When training updates increase, the WERs on source language datasets decrease, including in-domain (validation, WSJ) and the cross-domain (SWBD) datasets. On the contrary, the cross-lingual (AISHELL-1) WER increases. This indicates the trade-off between performances of the source language and other languages: with more training updates, the wav2vec-S model becomes more language-specific and the cross-lingual generalization ability is thus degraded.

4.7 Training Time

Refer to caption
Figure 2: Comparison of training time for self-supervised, semi-supervised pre-training and fine-tuning.

We conduct experiments using 8 V100 GPUs to show the training time for the two steps in wav2vec-S and fine-tuning in Fig. 2. The semi-supervised pre-training requires much less training time than the wav2vec 2.0 self-supervised training. The reason is that self-supervised pre-training can speed up the convergence of the followed semi-supervised pre-training. Moreover, since the self-supervised pre-training is task-agnostic, it can be reused by all downstream tasks. Therefore, for a new task, only semi-supervised pre-training is required to be conducted before fine-tuning.

4.8 On Different Self-supervised Pre-trained Models

Table 5: Wav2vec-S performance with wav2vec 2.0 or data2vec as the self-supervised pre-training approach.
Method WER (%)
WSJ SWBD AISHELL-1 AVG
dev93 eval92 RT03 H-SB H-CH dev test
1h fine-tune
wav2vec 2.0 8.4 6.4 28.1 19.9 28.9 67.3 66.8 32.3
wav2vec 2.0 + semi 5.4 3.8 22.6 14.2 22.7 48.9 48.7 23.8
data2vec 6.8 5.1 25.6 15.8 26.0 51.2 50.9 25.9
data2vec + semi 5.3 3.4 22.6 13.3 22.8 45.9 45.5 22.7
10h fine-tune
wav2vec 2.0 5.1 3.5 19.6 11.8 19.6 14.8 14.6 12.7
wav2vec 2.0 + semi 4.4 2.9 18.7 10.8 18.8 13.6 14.0 11.9
data2vec 4.6 3.0 19.2 10.7 19.2 14.0 14.2 12.1
data2vec + semi 4.3 2.8 18.7 10.4 18.8 13.8 14.2 11.9

We use another self-supervised pre-trained model data2vec to test the generalization of wav2vec-S on different self-supervised pre-trained models. As shown in Table 5, data2vec outperforms wav2vec 2.0 on all datasets, illustrating the effectiveness of data2vec. And the wav2vec-S approach still consistently improves the performance of data2vec with the additional semi-supervised pre-training step. Therefore, wav2vec-S could act as a universal refinement approach to enhance a given self-supervised pre-trained model.

# Directions:
Rewrite the wav2vec-S passage from "4.7 Training Time" to "Method WER (%)", putting "A100 GPUs" in place of "V100 GPUs".

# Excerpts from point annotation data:
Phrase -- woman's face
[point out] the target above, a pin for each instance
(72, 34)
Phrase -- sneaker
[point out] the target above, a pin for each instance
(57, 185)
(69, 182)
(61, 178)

# The completed task:
4.7 Training Time

Refer to caption
Figure 2: Comparison of training time for self-supervised, semi-supervised pre-training and fine-tuning.

We conduct experiments using 8 A100 GPUs to show the training time for the two steps in wav2vec-S and fine-tuning in Fig. 2. The semi-supervised pre-training requires much less training time than the wav2vec 2.0 self-supervised training. The reason is that self-supervised pre-training can speed up the convergence of the followed semi-supervised pre-training. Moreover, since the self-supervised pre-training is task-agnostic, it can be reused by all downstream tasks. Therefore, for a new task, only semi-supervised pre-training is required to be conducted before fine-tuning.

4.8 On Different Self-supervised Pre-trained Models

Table 5: Wav2vec-S performance with wav2vec 2.0 or data2vec as the self-supervised pre-training approach.
Method WER (%)